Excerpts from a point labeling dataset
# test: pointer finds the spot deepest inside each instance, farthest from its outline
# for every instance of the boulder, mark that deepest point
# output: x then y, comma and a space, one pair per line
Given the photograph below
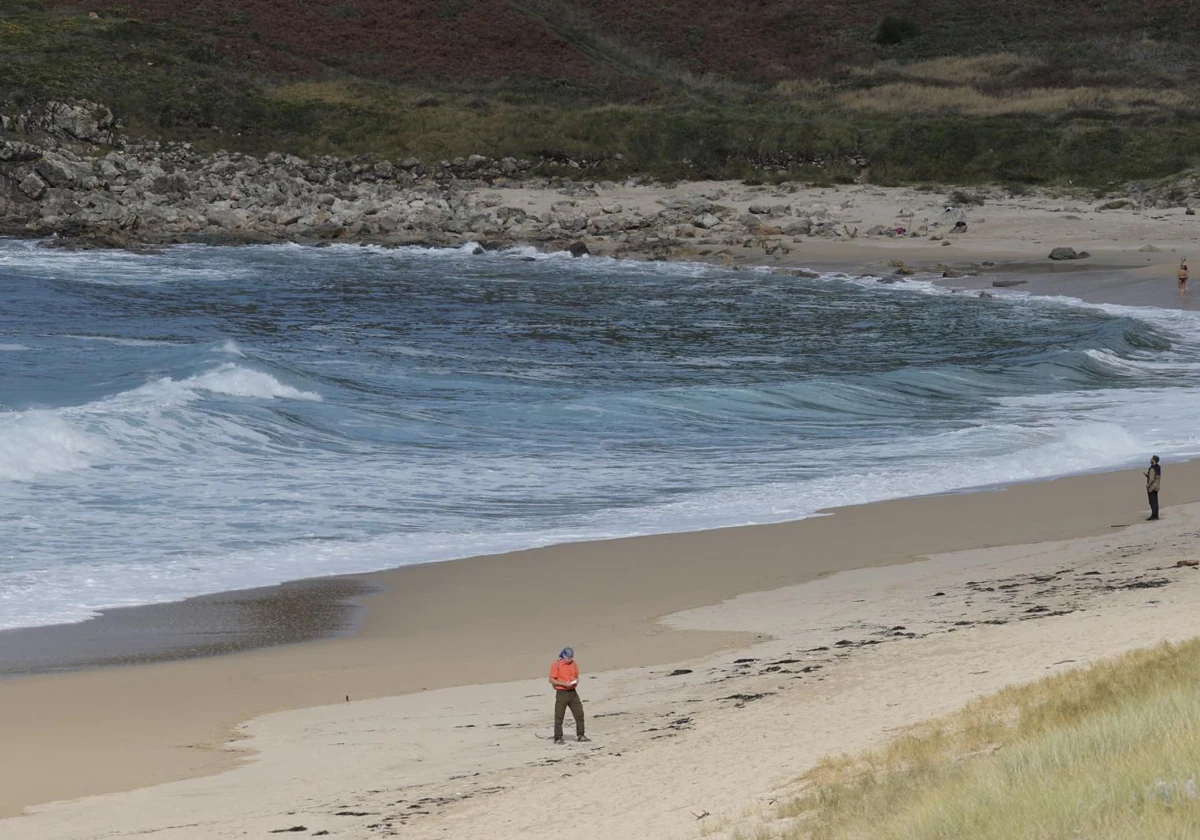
33, 186
57, 172
18, 153
83, 120
1068, 253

▶ _WHAT THE EXERCISE ASKS_
Output these rows as a two-column CSV with the header instruction,points and one line for each row. Put each row's text and its answer in separate quoted fields, replace line breaks with spaces, and leave out the pictures.

▶ _ANSWER BELOW_
instruction,points
"# test: pointer finds the spot deepest inside each instance, farthest from its outline # for every instance of the boulder, mark that deepest point # output: x then y, comma and a space, one pair per line Given the photograph below","33, 186 57, 172 18, 153 83, 120 1068, 253"